課題内容:
「Provide the mask of each instance of the fingernail.」を含む行から「[[[186,279],[190,272],[190,255],[185,249],[178,253],[178,278]]]」を含む行までを、両端を含めて一行も省かずに書き直してください。その際、回答中の座標の数値だけを1.9倍に拡大して整数に丸め（端数0.5は切り上げ）、この範囲以外は出力しないこと。

━━━ 対象レコード

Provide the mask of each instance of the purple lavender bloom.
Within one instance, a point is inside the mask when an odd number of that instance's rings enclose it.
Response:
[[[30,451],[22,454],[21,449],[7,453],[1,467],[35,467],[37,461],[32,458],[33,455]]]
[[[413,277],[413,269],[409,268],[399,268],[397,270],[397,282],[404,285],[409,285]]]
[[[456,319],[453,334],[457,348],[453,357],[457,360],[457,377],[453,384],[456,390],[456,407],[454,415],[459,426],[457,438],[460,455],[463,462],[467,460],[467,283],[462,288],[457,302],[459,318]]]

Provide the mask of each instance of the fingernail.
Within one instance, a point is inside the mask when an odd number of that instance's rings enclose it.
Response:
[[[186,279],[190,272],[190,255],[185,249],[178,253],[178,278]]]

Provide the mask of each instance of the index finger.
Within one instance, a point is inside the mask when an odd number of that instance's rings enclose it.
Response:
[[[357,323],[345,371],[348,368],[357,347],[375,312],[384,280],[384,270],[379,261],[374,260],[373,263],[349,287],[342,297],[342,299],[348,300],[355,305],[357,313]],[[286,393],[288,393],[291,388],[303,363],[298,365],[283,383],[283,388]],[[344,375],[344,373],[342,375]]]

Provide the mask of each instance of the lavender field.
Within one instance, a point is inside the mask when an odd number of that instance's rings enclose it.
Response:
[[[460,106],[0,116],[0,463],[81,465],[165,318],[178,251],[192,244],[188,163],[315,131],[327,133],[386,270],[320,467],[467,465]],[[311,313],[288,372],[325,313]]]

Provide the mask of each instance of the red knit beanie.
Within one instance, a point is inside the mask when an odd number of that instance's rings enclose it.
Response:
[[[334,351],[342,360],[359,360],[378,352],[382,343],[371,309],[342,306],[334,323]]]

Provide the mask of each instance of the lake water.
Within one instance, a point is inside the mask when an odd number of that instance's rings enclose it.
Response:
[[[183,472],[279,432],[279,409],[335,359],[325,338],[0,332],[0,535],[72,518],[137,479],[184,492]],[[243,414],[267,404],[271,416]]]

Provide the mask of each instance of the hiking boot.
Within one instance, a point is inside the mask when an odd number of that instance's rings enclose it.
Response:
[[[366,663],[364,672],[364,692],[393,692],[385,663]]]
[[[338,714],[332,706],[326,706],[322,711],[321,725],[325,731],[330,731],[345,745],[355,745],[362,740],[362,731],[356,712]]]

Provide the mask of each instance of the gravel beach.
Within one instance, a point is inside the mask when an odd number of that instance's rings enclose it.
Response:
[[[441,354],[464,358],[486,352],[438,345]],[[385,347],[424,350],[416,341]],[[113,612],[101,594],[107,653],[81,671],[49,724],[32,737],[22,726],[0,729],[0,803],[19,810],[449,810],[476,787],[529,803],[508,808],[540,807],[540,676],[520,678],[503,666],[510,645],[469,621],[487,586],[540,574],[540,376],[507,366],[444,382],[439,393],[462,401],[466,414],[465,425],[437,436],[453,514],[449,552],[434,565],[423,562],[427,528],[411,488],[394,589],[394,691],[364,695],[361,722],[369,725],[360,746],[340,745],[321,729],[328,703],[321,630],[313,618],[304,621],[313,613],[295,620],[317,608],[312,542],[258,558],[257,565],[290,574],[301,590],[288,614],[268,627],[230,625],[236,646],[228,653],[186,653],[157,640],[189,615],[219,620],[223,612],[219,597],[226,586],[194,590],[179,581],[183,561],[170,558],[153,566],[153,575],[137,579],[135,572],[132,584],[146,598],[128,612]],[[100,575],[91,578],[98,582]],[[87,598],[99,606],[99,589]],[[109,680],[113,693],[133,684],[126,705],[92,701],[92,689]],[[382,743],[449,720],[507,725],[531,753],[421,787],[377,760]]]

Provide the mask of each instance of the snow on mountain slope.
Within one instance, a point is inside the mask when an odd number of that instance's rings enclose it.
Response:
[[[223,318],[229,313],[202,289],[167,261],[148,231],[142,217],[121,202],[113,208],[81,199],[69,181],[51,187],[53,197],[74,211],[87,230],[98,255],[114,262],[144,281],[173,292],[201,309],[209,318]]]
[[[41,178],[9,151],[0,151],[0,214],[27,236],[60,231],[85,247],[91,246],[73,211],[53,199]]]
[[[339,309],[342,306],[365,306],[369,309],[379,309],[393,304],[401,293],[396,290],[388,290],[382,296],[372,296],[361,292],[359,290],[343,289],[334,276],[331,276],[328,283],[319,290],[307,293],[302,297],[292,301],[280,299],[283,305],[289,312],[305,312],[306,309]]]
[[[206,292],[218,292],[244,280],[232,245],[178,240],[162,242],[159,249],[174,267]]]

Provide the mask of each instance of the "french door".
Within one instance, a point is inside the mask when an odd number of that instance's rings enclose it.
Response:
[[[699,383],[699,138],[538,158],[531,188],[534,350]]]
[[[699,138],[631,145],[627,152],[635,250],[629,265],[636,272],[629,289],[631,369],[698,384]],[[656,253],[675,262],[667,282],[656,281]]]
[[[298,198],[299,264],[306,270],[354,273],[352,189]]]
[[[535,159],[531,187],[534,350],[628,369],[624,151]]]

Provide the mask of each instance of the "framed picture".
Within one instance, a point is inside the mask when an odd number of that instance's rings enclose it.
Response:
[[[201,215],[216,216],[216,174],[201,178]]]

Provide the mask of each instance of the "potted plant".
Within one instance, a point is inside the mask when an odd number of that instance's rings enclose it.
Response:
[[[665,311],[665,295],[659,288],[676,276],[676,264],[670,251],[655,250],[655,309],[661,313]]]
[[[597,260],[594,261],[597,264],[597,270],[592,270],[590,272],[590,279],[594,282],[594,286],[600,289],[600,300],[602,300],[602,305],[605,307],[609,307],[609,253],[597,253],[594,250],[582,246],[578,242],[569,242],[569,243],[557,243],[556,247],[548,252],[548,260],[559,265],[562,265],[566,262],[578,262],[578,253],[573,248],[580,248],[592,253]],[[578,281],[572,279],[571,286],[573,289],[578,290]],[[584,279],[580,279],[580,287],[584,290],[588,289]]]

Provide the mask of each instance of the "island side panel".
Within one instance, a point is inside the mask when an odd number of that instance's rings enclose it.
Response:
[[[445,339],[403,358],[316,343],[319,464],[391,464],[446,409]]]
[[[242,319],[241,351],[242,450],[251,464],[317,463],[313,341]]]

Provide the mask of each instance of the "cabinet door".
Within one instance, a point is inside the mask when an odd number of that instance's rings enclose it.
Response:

━━━━━━

出力結果:
Provide the mask of each instance of the fingernail.
Within one instance, a point is inside the mask when an odd number of that instance's rings enclose it.
Response:
[[[353,530],[361,517],[361,485],[352,473],[338,481],[338,528]]]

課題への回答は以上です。